- [Extract]:
-- BEGIN --

Re: Built-in FFT/DFT Functions for IoTDB Table Model

Bryan Yang Mon, 15 Jun 2026 23:10:34 -0700

*Hi Yuan Tian,*

Thanks for the detailed feedback. I agree with your suggestions, and I
think they make the v1 scope cleaner.


Based on your comments, I would revise the v1 FFT design as follows:

1. Start with FFT only.

We do not need to expose DFT as a separate TVF in the first version. FFT
can be treated as the practical implementation for frequency-domain
analysis, and DFT can be discussed later if there is a concrete use case.

2. Remove the VALUE parameter.

The FFT TVF can transform all numeric columns from the input table,
excluding the time column and PARTITION BY columns. If users only want to
transform a subset of columns, they can project only those columns in the
DATA subquery.

For example:

SELECT *
FROM FFT(
  DATA => (
    SELECT time, device_id, temperature, speed
    FROM sensor
  ) PARTITION BY device_id ORDER BY time
);

This would produce FFT results for both temperature and speed.

3. Use the time column for ordering and sample interval inference.

SAMPLE_INTERVAL can be optional and represented as a duration literal, for
example:

SAMPLE_INTERVAL => 1ms
SAMPLE_INTERVAL => 1s

If SAMPLE_INTERVAL is provided, it overrides the inferred interval.
Otherwise, the interval can be inferred within each partition as:

(last_time - first_time) / (row_count - 1)

For v1, we can assume the input is uniformly sampled and only validate that
timestamps are ascending within each partition.

One small edge case is when a partition has fewer than two rows. In that
case, if SAMPLE_INTERVAL is not provided, the function cannot infer the
interval. I think we should either reject that partition/query or require
SAMPLE_INTERVAL for such cases.

4. Output the full spectrum only in v1.

This keeps the behavior close to numpy.fft.fft. One-sided output can be
considered later, possibly as a separate option or function.

5. Keep the output schema minimal.

For v1, the output schema can include partition columns, frequency_index,
frequency, and real/imaginary output columns for each transformed value
column:

partition columns...,
frequency_index,
frequency,
temperature_real,
temperature_imag,
speed_real,
speed_imag

Amplitude and phase can be added later as convenience columns if users need
them.

6. Keep N and NORM out of the v1 signature.

For the first version, I also think we can avoid exposing N and NORM.

-- END --

- [Problem 1]: Gather every line in the rows below that contains the word "camera", and copy each of those lines out.

- [Material to process]:
-- BEGIN --

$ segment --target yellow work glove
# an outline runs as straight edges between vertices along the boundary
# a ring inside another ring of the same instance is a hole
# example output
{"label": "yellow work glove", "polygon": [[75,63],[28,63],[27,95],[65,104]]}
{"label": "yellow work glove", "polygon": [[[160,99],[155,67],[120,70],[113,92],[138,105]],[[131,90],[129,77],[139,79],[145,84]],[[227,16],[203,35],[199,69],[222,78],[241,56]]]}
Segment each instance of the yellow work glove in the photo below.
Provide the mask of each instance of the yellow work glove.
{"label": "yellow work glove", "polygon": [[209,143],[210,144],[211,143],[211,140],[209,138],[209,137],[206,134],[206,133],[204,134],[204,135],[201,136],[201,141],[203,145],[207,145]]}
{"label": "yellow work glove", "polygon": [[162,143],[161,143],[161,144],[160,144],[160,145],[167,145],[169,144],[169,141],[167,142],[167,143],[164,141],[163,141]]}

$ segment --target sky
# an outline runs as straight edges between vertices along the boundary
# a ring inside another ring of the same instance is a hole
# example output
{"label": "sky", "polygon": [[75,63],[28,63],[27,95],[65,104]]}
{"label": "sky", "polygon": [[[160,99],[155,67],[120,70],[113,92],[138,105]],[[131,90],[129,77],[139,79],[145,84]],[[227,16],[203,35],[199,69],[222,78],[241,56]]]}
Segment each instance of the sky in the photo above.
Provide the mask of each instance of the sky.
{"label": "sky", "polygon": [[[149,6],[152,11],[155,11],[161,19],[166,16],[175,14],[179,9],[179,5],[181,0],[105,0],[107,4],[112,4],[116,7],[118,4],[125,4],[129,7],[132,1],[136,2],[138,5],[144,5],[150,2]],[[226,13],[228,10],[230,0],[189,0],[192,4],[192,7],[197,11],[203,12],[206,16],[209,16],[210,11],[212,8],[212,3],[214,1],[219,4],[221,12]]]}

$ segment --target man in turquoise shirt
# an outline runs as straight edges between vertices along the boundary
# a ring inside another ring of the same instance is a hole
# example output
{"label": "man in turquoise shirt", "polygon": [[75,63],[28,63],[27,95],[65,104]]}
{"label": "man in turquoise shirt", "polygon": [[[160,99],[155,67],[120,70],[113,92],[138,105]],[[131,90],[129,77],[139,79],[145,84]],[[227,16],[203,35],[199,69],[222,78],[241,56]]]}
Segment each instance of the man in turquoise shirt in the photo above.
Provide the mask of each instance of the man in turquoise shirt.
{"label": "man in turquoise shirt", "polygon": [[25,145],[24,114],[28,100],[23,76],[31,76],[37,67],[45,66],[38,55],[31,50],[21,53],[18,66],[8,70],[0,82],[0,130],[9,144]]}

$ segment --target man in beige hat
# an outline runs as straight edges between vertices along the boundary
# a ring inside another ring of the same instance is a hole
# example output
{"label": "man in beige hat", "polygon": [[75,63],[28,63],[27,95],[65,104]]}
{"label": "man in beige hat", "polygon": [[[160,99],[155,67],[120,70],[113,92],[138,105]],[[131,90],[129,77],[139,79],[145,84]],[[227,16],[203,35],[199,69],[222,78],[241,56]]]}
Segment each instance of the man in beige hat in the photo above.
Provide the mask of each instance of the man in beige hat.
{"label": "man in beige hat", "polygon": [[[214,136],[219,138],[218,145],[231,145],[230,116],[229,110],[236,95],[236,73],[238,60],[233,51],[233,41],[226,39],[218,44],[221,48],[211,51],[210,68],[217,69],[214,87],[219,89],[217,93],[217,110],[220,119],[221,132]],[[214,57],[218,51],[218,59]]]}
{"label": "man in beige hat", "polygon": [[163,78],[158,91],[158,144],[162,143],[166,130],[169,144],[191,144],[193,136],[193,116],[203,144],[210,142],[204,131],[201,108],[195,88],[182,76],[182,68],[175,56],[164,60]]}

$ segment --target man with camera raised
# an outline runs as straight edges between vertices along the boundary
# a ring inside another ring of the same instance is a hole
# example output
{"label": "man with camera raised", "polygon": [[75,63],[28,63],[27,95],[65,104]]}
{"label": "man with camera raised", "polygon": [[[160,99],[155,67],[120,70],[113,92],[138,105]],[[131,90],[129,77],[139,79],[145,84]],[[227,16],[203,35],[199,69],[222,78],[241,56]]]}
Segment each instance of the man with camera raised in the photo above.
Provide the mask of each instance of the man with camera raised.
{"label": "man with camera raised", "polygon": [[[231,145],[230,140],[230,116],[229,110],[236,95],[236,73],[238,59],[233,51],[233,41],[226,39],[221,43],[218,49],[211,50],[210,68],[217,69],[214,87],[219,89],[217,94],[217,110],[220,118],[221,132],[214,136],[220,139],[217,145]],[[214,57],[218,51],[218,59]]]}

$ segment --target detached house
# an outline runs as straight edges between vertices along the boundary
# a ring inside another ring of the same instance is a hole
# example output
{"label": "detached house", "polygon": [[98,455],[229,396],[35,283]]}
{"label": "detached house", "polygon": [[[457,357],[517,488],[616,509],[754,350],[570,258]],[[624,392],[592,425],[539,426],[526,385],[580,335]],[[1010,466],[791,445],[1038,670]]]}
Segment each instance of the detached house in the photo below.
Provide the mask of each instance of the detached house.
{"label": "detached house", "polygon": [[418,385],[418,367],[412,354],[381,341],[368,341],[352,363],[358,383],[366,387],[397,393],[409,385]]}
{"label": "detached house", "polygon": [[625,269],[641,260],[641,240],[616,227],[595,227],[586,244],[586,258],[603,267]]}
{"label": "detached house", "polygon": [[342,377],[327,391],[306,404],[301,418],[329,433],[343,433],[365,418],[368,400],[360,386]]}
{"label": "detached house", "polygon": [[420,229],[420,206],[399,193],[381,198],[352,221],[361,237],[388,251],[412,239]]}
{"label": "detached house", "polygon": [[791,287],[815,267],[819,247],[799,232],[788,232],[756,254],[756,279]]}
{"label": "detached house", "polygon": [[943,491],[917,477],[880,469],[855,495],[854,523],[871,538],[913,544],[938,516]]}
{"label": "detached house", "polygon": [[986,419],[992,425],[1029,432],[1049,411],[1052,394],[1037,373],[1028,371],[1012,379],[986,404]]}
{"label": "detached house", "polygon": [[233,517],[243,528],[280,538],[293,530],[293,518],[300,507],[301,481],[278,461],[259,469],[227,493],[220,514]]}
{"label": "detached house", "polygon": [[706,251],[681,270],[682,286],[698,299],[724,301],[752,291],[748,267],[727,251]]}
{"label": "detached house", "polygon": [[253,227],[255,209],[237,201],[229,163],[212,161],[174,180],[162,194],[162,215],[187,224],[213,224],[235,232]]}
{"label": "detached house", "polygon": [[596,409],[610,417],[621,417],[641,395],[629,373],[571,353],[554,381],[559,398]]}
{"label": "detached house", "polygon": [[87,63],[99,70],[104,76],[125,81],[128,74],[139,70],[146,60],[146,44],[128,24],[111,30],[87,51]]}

-- END --

- [Problem 2]: According to the reply above, which columns of the input table does the FFT TVF transform?

- [Correct response 1]:
$ segment --target man with camera raised
{"label": "man with camera raised", "polygon": [[75,63],[28,63],[27,95],[65,104]]}
{"label": "man with camera raised", "polygon": [[[160,99],[155,67],[120,70],[113,92],[138,105]],[[131,90],[129,77],[139,79],[145,84]],[[227,16],[203,35],[199,69],[222,78],[241,56]]]}
Segment each instance of the man with camera raised in the photo above.
Provide the mask of each instance of the man with camera raised.
{"label": "man with camera raised", "polygon": [[[231,145],[230,140],[230,116],[229,110],[236,95],[236,73],[238,59],[233,51],[233,41],[226,39],[221,43],[218,49],[211,50],[210,68],[217,69],[214,87],[219,89],[217,94],[217,110],[220,118],[221,132],[214,136],[220,139],[217,145]],[[214,57],[218,51],[218,59]]]}

- [Correct response 2]: It transforms all numeric columns from the input table, excluding the time column and the PARTITION BY columns.